TEXTE SOURCE =

Wikibruits

Potins et évidences

Premier article d'une série de quatre

Chronique de Bernard Desgagné

Pour échapper à la détection, les sous-marins modernes émettent des bruits de fond savamment étudiés pour masquer les sons révélant leur présence. C’est un principe qui est également employé dans les opérations psychologiques de la CIA et du Pentagone et dont nous avons actuellement une belle démonstration avec Wikileaks.
Il ne fait aucun doute dans mon esprit que les «révélations» de Wikileaks ne sont que des bruits de fond. Appelons-les des wikibruits. Le seul fait de les qualifier de «révélations», comme les journaleux à gages de Desmarais l’ont fait, à Radio-Canada et à La Presse, depuis une dizaine de jours, est un acte soit de grande incompétence journalistique, soit de complicité avec les bruiteurs embauchés par le complexe militaro-industriel et bancaire qui gouverne le monde depuis Washington et Wall Street. Il n’y a absolument rien de neuf dans ces révélations, qui sont en fait des énièmes redites de mensonges largement propagés pour servir les intérêts de l’Empire, de son parasite sioniste et de leurs laquais, dont le Canada est l’un des plus serviles.
Où sont les révélations?
Les États-Unis espionnent Ban Ki Moon? Quelle révélation! Tout le monde sait que l'ONU est un nid d'espions, de toute manière, et que Ban Ki Moon n’est qu’une marionnette au service de l’Empire, sans aucun pouvoir réel.

Éléments recensés dans un jeu de données:
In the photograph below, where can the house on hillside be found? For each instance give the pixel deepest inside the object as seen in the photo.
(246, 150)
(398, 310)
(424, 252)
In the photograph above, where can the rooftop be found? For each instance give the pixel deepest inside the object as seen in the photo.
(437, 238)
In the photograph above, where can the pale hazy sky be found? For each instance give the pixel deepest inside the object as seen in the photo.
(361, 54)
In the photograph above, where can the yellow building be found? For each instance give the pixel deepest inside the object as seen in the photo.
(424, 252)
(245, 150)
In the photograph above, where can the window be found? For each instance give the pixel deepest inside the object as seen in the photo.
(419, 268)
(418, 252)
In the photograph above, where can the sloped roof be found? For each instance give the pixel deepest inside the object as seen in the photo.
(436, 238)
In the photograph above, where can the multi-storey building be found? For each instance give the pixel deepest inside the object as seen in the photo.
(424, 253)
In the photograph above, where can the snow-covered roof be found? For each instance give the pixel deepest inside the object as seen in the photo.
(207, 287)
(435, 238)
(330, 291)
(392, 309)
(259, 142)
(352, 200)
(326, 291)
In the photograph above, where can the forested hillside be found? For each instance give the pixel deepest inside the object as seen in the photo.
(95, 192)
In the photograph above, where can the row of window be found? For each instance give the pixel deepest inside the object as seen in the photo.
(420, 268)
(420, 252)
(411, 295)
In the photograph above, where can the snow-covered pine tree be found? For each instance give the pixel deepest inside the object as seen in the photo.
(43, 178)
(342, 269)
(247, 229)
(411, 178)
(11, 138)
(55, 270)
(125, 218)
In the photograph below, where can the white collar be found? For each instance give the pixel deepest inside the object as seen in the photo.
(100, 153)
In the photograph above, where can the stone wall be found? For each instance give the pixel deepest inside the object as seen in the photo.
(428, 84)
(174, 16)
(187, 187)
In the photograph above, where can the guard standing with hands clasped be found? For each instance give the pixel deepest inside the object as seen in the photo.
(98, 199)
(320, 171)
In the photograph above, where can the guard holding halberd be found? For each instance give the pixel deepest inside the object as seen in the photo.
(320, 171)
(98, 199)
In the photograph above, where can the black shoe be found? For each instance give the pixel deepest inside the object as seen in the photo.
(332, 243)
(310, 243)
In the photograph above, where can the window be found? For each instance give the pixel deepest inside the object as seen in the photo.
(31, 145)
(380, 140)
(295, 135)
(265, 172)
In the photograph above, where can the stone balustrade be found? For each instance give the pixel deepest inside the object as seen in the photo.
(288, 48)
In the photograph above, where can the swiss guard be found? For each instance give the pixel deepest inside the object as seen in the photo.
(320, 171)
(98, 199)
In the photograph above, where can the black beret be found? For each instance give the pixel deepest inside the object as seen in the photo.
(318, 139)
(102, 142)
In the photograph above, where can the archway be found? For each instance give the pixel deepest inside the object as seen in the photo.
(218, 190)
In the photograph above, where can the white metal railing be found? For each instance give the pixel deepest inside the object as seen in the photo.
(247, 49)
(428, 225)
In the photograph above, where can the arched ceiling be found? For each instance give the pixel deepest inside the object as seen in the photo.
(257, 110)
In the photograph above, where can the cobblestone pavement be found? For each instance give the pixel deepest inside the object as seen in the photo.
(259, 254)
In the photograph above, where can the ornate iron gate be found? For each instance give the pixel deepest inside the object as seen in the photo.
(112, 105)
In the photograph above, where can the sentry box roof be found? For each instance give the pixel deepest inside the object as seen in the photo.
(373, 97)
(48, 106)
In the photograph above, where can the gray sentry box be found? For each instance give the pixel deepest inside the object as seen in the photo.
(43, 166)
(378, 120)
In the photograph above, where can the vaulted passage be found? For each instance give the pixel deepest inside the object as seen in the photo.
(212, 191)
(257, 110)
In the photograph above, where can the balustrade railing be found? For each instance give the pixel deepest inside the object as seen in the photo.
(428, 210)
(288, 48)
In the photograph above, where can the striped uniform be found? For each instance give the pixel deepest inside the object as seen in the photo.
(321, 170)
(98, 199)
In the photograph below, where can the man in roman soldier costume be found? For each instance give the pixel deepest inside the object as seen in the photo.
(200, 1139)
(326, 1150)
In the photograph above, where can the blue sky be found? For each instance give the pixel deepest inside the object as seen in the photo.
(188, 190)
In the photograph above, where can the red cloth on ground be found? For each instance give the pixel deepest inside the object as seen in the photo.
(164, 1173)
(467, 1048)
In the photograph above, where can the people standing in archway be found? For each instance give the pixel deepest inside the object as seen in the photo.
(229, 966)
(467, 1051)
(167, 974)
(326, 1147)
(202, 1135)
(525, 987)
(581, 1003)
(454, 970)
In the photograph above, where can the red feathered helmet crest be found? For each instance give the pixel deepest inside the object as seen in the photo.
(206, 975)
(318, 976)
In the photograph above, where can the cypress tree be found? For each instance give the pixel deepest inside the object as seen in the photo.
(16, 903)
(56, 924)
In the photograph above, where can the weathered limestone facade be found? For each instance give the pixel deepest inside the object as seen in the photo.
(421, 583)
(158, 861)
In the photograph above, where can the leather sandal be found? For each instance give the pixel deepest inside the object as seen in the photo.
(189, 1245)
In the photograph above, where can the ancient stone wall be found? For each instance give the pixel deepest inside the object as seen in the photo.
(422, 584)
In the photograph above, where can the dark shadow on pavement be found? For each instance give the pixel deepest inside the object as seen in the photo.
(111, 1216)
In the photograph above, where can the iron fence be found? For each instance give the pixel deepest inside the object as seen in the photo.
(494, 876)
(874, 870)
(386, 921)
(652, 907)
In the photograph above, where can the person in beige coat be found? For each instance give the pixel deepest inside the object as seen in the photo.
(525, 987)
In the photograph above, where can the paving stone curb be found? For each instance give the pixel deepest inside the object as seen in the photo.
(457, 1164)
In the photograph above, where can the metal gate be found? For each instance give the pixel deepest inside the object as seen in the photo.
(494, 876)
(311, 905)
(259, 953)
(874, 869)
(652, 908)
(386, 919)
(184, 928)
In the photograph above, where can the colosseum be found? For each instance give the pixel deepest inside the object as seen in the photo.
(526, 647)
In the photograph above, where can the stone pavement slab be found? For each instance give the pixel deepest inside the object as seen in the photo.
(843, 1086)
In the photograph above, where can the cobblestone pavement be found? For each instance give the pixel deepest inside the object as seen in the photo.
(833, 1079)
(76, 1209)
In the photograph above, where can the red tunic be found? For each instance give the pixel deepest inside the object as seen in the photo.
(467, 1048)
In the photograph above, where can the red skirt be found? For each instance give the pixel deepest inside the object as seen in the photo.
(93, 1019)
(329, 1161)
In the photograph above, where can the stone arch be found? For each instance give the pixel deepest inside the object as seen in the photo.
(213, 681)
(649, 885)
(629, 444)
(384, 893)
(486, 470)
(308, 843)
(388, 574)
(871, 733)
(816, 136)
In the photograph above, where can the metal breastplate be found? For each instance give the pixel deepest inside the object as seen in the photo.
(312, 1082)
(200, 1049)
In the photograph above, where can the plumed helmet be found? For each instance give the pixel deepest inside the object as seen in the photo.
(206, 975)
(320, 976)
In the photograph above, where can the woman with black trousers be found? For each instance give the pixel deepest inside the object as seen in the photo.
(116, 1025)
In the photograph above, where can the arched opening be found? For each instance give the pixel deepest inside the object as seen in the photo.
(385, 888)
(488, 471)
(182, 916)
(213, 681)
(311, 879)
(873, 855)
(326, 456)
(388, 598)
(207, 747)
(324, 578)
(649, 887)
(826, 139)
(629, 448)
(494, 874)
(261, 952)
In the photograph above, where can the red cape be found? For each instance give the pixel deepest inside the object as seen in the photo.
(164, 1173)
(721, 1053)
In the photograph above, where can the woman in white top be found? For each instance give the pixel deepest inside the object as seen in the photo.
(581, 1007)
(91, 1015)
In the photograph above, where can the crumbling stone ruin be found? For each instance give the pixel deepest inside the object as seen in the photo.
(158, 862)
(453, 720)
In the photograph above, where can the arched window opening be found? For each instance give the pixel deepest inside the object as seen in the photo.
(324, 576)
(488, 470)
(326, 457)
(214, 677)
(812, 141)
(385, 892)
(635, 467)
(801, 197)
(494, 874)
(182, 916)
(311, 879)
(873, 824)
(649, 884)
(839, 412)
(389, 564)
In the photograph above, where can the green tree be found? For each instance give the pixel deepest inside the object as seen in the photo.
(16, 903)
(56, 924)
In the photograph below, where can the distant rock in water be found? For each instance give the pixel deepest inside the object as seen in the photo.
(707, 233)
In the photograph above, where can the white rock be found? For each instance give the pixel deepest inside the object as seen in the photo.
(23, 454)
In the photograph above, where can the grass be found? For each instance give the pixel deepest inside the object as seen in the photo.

LISTE DES TÂCHES =
[A] Répondez à ces questions sur la chronique, une par ligne :
(i) D'après la chronique, qu'émettent les sous-marins modernes pour échapper à la détection ?
(ii) Quel nom l'auteur propose-t-il pour désigner les « révélations » de Wikileaks ?
(iii) Selon la chronique, qui les États-Unis espionnent-ils ?
[B] Dressez la liste de toutes les organisations, institutions et médias nommés dans la chronique.

RÉPONSES À L'EXERCICE =
[A]
(i) Des bruits de fond savamment étudiés pour masquer les sons révélant leur présence.
(ii) Des wikibruits.
(iii) Ban Ki Moon.

[B]
CIA
Pentagone
Wikileaks
Radio-Canada
La Presse
ONU